## START Excerpted passage

We have, as mentioned in the report as well, reached a level or a plateau in Technion now where we need to reorganize how we operate. And we have done that during the spring by adjusting how we measure the subsidiaries and how active we are when it comes to supporting them. I mean, the key for us as a group is, of course, to keep the subsidiaries autonomous. They should have all the decisions made out there up to the point where they show a trend which is not good enough or is trending downwards. Then we know early on now that they are in need of support, and we will demand from them to turn that trend around much more quickly than we have done previously.
And one way of doing that is that we introduced a new type of role, so to speak. We have called the our coworkers that work closely with subsidiaries before CEO coaches. We still have a few of those, but it’s now we will introduce regional managers. And now we have a UK manager responsible for making sure that The UK companies or the international subsidiaries perform on the right level and are trending in the right direction. And he’s now based he’s been with us for a little a little bit over a month.
Everything looks really, really well. It’s to to just to put some words on what that is, it’s more more of a super CEO coach maybe that follow-up more closely on the metrics and make sure that we implement actions as soon as we see the trends turning in the wrong direction or or is flattening out. So a new way of working, not introducing a new level of organization, but more one point of responsibility and a more heavy skill set in that type of individuals. We will probably not probably, we will introduce the similar role in Sweden, hopefully during the fall or in the winter. We have a plan for that, and we see that The UK will stand as an example on how we should organize ourselves now, that we reach this level of of volume.

## END Excerpted passage
## START Extracted information

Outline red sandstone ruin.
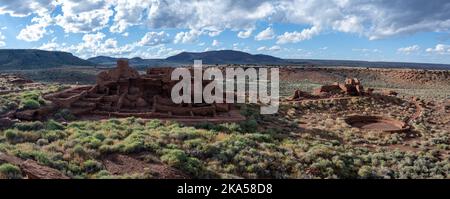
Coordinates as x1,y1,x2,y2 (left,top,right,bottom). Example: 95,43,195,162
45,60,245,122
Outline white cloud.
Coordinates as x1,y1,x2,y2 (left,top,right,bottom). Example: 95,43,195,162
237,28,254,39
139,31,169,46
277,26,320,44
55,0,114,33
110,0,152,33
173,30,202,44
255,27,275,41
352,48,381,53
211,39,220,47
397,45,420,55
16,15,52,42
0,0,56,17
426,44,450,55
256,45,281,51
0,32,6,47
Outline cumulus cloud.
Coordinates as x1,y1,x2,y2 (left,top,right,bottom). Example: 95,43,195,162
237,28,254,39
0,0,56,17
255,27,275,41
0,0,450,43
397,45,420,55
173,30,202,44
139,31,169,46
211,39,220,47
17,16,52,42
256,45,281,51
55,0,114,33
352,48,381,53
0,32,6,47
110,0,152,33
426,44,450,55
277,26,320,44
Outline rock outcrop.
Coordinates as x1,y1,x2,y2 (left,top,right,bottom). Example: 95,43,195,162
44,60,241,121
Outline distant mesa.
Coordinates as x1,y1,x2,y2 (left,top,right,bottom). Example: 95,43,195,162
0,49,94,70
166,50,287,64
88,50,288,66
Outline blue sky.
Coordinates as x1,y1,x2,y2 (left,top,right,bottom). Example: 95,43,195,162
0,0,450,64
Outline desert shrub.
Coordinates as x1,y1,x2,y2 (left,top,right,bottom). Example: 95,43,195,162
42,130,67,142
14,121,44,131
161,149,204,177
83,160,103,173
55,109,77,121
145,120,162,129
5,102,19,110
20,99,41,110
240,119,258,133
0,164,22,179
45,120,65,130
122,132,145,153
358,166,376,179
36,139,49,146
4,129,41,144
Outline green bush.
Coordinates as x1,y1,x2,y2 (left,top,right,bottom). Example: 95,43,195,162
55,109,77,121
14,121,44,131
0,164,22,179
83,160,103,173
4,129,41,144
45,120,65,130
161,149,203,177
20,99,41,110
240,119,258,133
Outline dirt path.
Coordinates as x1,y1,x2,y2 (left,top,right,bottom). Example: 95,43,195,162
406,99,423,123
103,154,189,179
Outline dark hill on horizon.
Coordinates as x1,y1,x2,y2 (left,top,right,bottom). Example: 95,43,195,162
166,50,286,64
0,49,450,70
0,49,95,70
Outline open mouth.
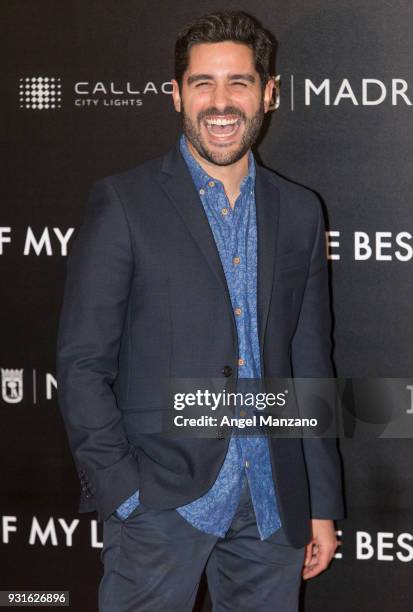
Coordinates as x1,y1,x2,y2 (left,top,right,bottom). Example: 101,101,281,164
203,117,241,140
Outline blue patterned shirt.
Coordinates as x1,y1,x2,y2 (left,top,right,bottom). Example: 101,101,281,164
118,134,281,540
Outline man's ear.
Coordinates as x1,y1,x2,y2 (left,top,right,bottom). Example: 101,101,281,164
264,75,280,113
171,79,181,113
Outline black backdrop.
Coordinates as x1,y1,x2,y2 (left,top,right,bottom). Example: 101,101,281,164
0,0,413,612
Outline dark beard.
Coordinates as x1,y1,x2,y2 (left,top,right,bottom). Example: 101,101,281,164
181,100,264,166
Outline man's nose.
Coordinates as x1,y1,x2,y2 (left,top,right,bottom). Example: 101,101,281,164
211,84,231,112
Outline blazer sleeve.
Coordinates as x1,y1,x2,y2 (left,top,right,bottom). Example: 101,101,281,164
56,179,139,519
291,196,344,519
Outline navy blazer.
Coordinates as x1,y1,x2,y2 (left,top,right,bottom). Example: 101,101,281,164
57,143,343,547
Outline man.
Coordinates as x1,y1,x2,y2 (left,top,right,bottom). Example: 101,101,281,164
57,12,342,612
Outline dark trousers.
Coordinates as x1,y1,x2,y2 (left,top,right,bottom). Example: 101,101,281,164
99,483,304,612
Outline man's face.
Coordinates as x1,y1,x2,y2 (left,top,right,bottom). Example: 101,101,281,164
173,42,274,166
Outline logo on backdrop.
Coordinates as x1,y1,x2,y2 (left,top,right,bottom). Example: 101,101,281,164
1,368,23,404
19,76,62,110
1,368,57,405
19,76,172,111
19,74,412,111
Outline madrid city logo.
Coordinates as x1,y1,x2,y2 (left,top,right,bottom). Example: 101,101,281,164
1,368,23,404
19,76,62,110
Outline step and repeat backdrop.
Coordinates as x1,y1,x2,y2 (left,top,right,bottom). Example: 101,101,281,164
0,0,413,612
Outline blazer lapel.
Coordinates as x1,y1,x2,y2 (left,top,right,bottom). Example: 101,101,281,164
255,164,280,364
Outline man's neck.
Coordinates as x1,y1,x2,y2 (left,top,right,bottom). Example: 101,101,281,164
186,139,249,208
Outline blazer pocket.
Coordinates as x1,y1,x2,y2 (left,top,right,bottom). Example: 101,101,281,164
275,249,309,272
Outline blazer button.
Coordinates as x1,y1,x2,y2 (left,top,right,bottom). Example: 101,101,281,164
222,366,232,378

## END Extracted information

What this exercise asks:
- 1) From the passage on Technion's subsidiaries, set down the part from "Everything looks really, really" to "of of volume.".
- 2) In the passage on Technion's subsidiaries, which country is named as the next place where a role like the UK manager will be introduced?
- 3) Continue the passage on Technion's subsidiaries from where it stops.

Task-by-task outputs:
- 1)
Everything looks really, really well. It’s to to just to put some words on what that is, it’s more more of a super CEO coach maybe that follow-up more closely on the metrics and make sure that we implement actions as soon as we see the trends turning in the wrong direction or or is flattening out. So a new way of working, not introducing a new level of organization, but more one point of responsibility and a more heavy skill set in that type of individuals. We will probably not probably, we will introduce the similar role in Sweden, hopefully during the fall or in the winter. We have a plan for that, and we see that The UK will stand as an example on how we should organize ourselves now, that we reach this level of of volume.

- 2) Sweden.

- 3)
We we have that’s maybe I’m I’m repeating myself, but but that that process is that that is what it is. I I have a, as also explained, a frustration over that things takes time. We have we have implemented quite a lot of changes and and a few new colleagues over the last six months. And we see that the things that we have done and that we are continuously doing is changing to the better our performance. Of course, it’s frustrating when you see that the underlying performance of the operations is generating better orders, less costs and all of that, but it hasn’t filtered through into the real numbers yet.
I will I’m trying to I’m trying not to be a negative person, but maybe that’s my personality. But right now, I’m actually feeling a great deal of hope going into the fall. All the things that’s been implemented and are being implemented is actually showing that if you work harder and more effectively, it actually gives effect. It’s always a surprise in a in a rather strange way to many people. But if you actually do a lot of things, that will give you some effect.
And and and I see that now, unfortunately, it’s frustrating that it hasn’t filtered through into the numbers. But that’s maybe how I would I would reflect on on the last quarter and the last six months. Alright.
Moderator/Host, Technion: Let’s jump into the questions then. The first email we got from regarding the Q and A is from David, who is wondering which businesses have exposure to The U. S, what level exposure and what is the impact of tariffs?
Johan Stijaner, CEO, Technion: We have I think we touched on this subject before. It’s we have three, four companies that have some sales directly to The US. It’s very low numbers. The potential is great, huge. But since all these tariffs came into the discussion, we have paused or just idled those processes or projects.
So the potential for the future is huge for a few of our companies, but we will wait until the rulings and the tariffs are more stable so we know what’s gonna how they’re gonna affect and how they’re gonna hit different markets.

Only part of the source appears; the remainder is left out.